* Exercise details *
Please copy out every line in the records below that contains the word "handle".

* Items *
##########
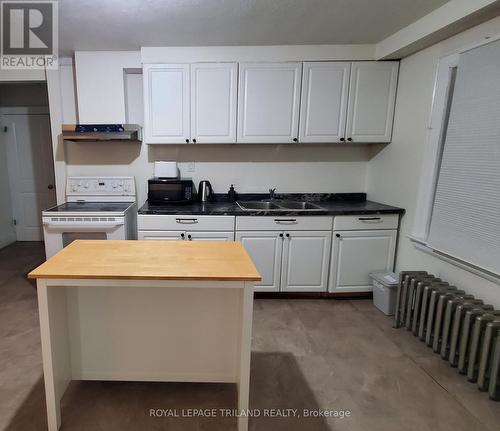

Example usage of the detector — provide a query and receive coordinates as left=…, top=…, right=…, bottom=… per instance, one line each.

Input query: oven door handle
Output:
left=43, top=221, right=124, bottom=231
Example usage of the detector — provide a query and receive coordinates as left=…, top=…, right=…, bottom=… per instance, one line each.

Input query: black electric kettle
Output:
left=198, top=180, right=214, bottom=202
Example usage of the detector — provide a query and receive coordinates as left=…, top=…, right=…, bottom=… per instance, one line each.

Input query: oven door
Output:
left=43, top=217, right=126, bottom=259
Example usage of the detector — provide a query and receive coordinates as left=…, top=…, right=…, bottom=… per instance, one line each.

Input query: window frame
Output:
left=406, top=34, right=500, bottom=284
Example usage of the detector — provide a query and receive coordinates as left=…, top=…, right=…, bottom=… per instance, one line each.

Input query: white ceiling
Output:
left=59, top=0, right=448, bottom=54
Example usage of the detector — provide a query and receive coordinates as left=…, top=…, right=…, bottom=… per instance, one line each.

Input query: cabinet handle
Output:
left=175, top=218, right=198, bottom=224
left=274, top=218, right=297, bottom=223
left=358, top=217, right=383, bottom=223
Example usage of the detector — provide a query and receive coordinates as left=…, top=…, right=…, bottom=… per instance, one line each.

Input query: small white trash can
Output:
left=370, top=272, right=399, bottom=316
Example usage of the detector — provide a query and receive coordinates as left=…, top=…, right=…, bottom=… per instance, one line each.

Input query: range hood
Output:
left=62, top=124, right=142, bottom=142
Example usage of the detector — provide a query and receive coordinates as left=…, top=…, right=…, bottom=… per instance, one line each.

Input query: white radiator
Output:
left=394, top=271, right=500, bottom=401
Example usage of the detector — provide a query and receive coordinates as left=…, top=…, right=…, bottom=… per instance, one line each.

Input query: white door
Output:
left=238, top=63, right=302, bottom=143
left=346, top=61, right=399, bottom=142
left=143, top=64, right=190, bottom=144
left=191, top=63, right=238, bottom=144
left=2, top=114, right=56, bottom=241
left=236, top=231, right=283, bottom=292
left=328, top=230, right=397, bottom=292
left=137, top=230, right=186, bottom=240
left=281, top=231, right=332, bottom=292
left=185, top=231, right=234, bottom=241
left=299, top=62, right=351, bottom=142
##########
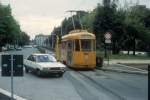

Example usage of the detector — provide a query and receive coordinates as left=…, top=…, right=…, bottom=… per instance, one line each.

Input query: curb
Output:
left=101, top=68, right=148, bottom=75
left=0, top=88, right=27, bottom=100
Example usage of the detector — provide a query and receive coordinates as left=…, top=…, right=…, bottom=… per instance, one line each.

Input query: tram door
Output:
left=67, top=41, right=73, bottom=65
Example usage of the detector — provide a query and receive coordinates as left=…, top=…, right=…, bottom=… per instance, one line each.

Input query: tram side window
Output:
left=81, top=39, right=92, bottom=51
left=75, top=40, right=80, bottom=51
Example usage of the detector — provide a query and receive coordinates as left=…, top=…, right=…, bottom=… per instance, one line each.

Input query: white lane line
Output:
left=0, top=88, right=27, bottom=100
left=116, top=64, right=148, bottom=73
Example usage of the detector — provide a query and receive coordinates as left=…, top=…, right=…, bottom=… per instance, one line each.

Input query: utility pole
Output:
##########
* The solution *
Input query: oven door handle
Input query: cabinet handle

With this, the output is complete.